Start of Information provided

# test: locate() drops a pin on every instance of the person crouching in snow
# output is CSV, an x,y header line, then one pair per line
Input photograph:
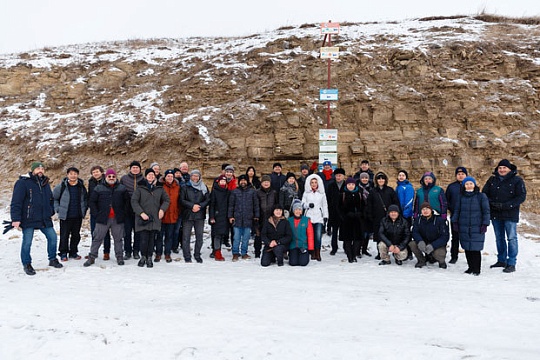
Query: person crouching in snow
x,y
394,235
471,219
302,236
430,235
316,205
276,235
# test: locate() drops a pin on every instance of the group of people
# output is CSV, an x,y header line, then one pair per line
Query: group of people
x,y
152,214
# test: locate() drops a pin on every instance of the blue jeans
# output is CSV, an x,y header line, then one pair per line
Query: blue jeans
x,y
241,236
506,253
317,234
28,235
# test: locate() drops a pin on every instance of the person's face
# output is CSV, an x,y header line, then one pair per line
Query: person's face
x,y
97,174
39,171
73,176
460,176
503,170
184,168
426,212
469,186
110,179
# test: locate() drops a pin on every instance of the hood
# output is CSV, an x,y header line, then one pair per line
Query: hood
x,y
320,189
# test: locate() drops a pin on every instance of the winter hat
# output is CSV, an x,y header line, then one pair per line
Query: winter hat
x,y
461,169
505,162
469,178
425,204
339,171
296,204
393,208
169,171
405,173
35,165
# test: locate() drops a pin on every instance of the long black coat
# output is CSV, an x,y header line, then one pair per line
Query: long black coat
x,y
219,203
351,209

End of Information provided

**Set problem**
Can you copy out the lines above, from the line holding "the winter hat" through the last line, inclusive, with no changes?

**The answer**
# test: locate() drops a pin on every instance of the winter hat
# output is CSV, an x,y header line, then one pair per line
Query: winter hat
x,y
461,169
505,162
469,178
425,204
339,171
296,204
393,208
169,171
405,173
35,165
# test: locate() drops a pin on every instance of the long black coat
# output is CSV, an x,y header line, then one pair per line
Query: long black coat
x,y
219,203
351,209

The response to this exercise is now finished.